文書の抜粋 -
>>>
水道管の規格には非常に複雑なものがあり、その存在理由が分からない限り理解し難いものが多いのである。その中で難しくは無いが、なんとも腑に落ちない規格がある、それはネジである。
日常生活を送る中でも「ネジ」の存在を意識することは少なくない。いや、少ないかも知れないな…、まあ良い、少なくないことにしないと話が終わってしまう…。
一般的にネジはネジ自身とそれと対になる受け手がある。ねじ込んで行く方が外ネジ、ねじ込まれる方が内ネジと呼ばれている。 それぞれ、ネジ山が径の外側に刻まれているか内側かの違いで、ペアで用いられる。
さらに、ネジ山の作り方で平行ネジとテーパーネジに分けられる。前者は日常生活で良く見かけるタイプのネジで、ある一定のところまでほとんど抵抗無く締まって行き、締め付けるものに当たった時点で回す力が必要になるもので、対象物を締め付ける目的で用いられる。ネジが規定の力でこれ以上回らないという所まで回す必要がある。
それに対し、後者はネジ自体が先へ行くに従ってやや細くなっており、ネジが対称物に全部入ることなく、途中で抵抗を感じ始めるポイントがあり、その辺りで締め付けは終了である。そしてその範囲が比較的広いため、ある程度締め付ければ任意の場所で締め付けを終了出来る。
つまり、平行ネジは決められた位置まで回す必要があるのに対し、テーパーネジはある程度締めればその先は任意の角度・位置で回すのを止められるという特徴がある。
日本建設連合会の説明 |
意識をしないで両者を使用していれば、その違いを感じることはあまりないが、 水道管やガス管の配管をしているとその必要性に迫られるのである。水道管も直線状であれば特に問題は生じないが、直角に曲がる部分のネジであれば、その曲げる方向に管が向いたポイントで締め付けを終了出来ないと、管はあらぬ方向を向いてしまう。水道の蛇口を考えれば分かりやすいかも知れない。蛇口も取り付けはネジ構造になっているが、これを水道管にねじ込んで行って吐水口が真下に向いた位置で止めないと甚だ使い難いものになってしまう。
<<<
提供データ -
>>>
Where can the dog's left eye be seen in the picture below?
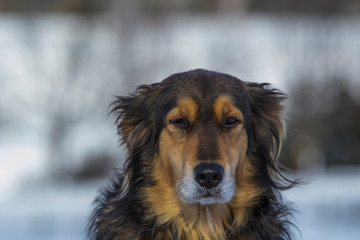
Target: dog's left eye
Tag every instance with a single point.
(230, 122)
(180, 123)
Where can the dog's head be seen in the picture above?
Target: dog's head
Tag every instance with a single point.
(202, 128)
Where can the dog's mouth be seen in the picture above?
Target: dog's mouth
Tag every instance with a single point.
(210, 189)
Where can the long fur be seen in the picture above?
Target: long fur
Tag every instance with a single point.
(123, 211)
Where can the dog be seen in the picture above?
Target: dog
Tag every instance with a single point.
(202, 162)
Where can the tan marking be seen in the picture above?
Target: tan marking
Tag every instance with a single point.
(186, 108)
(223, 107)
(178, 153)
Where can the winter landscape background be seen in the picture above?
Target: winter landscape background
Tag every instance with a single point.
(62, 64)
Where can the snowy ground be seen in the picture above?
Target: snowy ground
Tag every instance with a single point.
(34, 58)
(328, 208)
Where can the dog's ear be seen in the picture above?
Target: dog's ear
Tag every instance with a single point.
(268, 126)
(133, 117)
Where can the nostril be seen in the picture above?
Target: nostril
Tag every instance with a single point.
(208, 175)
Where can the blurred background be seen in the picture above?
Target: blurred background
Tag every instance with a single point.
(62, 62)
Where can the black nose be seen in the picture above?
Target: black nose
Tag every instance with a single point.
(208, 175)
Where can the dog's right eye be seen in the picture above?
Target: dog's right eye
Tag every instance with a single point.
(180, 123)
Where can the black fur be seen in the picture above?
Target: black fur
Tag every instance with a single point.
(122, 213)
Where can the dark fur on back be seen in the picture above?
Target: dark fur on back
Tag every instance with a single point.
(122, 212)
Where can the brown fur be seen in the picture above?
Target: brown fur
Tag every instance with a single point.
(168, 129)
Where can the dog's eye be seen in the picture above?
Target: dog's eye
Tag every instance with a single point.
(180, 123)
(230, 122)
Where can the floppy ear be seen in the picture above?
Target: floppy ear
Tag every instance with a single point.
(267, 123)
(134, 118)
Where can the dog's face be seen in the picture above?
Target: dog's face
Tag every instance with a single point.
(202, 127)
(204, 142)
<<<
>>>
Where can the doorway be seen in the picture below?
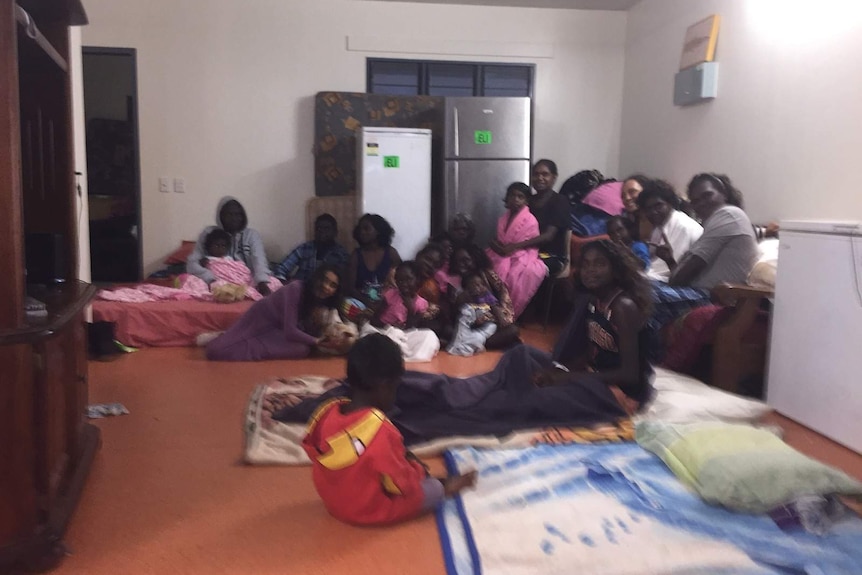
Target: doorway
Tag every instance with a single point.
<<<
>>>
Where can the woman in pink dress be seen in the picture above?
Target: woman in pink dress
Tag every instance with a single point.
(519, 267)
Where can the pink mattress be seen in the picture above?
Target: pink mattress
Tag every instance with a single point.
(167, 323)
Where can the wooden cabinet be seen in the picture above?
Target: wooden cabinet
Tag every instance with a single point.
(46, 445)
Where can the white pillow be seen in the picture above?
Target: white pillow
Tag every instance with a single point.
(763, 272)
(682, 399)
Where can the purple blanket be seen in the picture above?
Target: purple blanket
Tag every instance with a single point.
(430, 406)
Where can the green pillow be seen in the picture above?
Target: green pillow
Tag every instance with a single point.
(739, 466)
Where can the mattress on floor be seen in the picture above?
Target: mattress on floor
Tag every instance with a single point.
<<<
指示 -
[a] ネジの規格についての文書で、ねじ込まれる側のネジは何と呼ばれているか。
[b] ネジの規格についての文書から、「一般的にネジはネジ自身とそれ」から「という所まで回す必要がある。」までの部分をそのまま引用せよ。
[c] 水道管のネジについての文書の続きを、最後の文の後から書け。

回答一覧 -
[a] 内ネジと呼ばれている。

[b]
一般的にネジはネジ自身とそれと対になる受け手がある。ねじ込んで行く方が外ネジ、ねじ込まれる方が内ネジと呼ばれている。 それぞれ、ネジ山が径の外側に刻まれているか内側かの違いで、ペアで用いられる。
さらに、ネジ山の作り方で平行ネジとテーパーネジに分けられる。前者は日常生活で良く見かけるタイプのネジで、ある一定のところまでほとんど抵抗無く締まって行き、締め付けるものに当たった時点で回す力が必要になるもので、対象物を締め付ける目的で用いられる。ネジが規定の力でこれ以上回らないという所まで回す必要がある。

[c]
このように、ネジのタイプで「平行」「テーパー」の2種類と、それぞれのペアとなる外ネジと内ネジがある。ここまでは単純明快で何の問題も無い。ところが、水道にはさらに別の種類のネジがあり、分かっている人には何の問題も無いが、私のように何の知識も無い状態で調べると、めまいがしそうになるのである。
平行ネジはGネジと呼ばれ、それぞれ外ネジ(雄ネジ)と内ネジ(雌ネジ)がある。テーパーネジはRネジと呼ばれ、それぞれ外ネジ(雄ネジ)と内ネジ(雌ネジ)があるのは同じだが、それぞれRネジとRcネジと呼ばれている。
前者はどちらもG、後者はRとRc、 なぜ????
G外ネジはG内ネジと組み合わされる。RネジはRとRcがペアであり、R同士やRc同士は接続できない。もちろん、GとRもタイプが異なるため接続が出来ない。ここまでは良い。ところが、水道のネジにはさらに別のタイプのものが存在するのである。
それはRpネジとPjネジという面倒くさい名前のネジ達である。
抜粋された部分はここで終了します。